■ **What to work on**:
Give the records again, word for word.

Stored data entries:
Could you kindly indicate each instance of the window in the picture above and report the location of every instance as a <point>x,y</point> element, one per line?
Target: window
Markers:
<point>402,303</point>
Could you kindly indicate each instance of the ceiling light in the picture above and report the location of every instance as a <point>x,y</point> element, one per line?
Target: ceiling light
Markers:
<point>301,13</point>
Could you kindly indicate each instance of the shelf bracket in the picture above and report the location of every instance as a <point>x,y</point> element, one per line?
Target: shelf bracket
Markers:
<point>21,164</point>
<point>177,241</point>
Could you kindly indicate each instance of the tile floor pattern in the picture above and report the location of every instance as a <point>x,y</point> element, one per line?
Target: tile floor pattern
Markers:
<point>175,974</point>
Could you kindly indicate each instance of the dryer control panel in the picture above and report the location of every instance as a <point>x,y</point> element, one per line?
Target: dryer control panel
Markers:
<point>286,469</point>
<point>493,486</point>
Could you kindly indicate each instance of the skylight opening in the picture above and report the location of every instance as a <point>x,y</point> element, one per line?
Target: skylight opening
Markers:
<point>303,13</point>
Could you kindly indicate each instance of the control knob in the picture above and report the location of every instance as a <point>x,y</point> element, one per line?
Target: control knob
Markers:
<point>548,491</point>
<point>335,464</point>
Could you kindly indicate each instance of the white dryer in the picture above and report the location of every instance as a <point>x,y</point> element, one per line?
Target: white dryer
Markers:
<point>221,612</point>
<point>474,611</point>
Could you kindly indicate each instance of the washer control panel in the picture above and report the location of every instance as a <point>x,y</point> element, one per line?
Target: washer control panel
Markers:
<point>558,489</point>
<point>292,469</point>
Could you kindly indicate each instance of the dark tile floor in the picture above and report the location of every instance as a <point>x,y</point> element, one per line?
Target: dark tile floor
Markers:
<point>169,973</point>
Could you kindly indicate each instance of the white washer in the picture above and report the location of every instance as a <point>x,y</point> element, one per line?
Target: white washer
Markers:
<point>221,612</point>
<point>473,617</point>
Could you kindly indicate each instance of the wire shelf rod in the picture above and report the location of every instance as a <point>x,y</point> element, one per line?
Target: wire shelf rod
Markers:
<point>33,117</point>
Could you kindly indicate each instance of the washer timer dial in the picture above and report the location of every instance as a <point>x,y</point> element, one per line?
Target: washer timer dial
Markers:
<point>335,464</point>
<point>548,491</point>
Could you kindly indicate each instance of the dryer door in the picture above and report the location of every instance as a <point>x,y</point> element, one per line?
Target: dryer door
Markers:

■ **Task answer**:
Could you kindly indicate each instance of the window in the picture above and report the location of every instance as a <point>x,y</point> element, one per line?
Target: window
Markers:
<point>402,303</point>
Could you kindly indicate each instance of the ceiling light in the picture above and report the location of every instance as a <point>x,y</point> element, one per line?
Target: ceiling light
Markers:
<point>301,13</point>
Could you kindly indicate each instance of the shelf bracket in the picture above and report the location of every instance as a <point>x,y</point> element, one per line?
Target: shelf bracket
Markers:
<point>21,164</point>
<point>177,241</point>
Could you kindly indicate each instance of the tile floor pattern in the picture above and report the location of every instance as a <point>x,y</point> element, one per line?
Target: tile floor pattern
Markers:
<point>175,974</point>
Could you kindly indicate each instance of the dryer control panel in the picture above and report the location of every instance as a <point>x,y</point> element, one per line?
Target: dryer control panel
Markers:
<point>286,469</point>
<point>493,486</point>
Could you kindly indicate each instance of the skylight opening in the picture above and report the location of every instance as a <point>x,y</point> element, one per line?
Target: skylight opening
Markers:
<point>303,13</point>
Could you kindly indicate each instance of the control knob in the picture above and report the location of every instance as a <point>x,y</point> element, one per line?
Target: control knob
Markers:
<point>548,491</point>
<point>335,464</point>
Could you kindly indicate each instance of the white dryer in the picture above and report the location of every instance as a <point>x,y</point> element, one per line?
Target: white dryer
Markers:
<point>221,612</point>
<point>474,611</point>
Could you kindly indicate each instance of the washer control panel in the picture above and report the location of every instance as a <point>x,y</point> element, one per line?
Target: washer control panel
Markers:
<point>558,489</point>
<point>292,469</point>
Could you kindly indicate each instance of the dark tile floor in the picture above and report the location of every instance as a <point>x,y</point> element, one per line?
Target: dark tile floor
Markers:
<point>169,973</point>
Could you kindly indicate each instance of the white washer in the picture above and report the location of every instance as a <point>x,y</point> element, one per line?
Target: white washer
Markers:
<point>221,612</point>
<point>473,617</point>
Could you kindly indicate each instance of the wire shelf rod in the picture above and report the location of every instance as a <point>x,y</point> element, one per line?
Target: wire shelf rod
Markers:
<point>33,117</point>
Could you kindly indicate each instance of the washer timer dial in the picture above and report the location of every instance as a <point>x,y</point> element, one per line?
Target: washer timer dial
Markers:
<point>335,464</point>
<point>548,491</point>
Could you kindly indicate each instance of the dryer door in the picture above and report the location of every instance as a <point>x,y</point> element, one per line?
Target: dryer door
Markers:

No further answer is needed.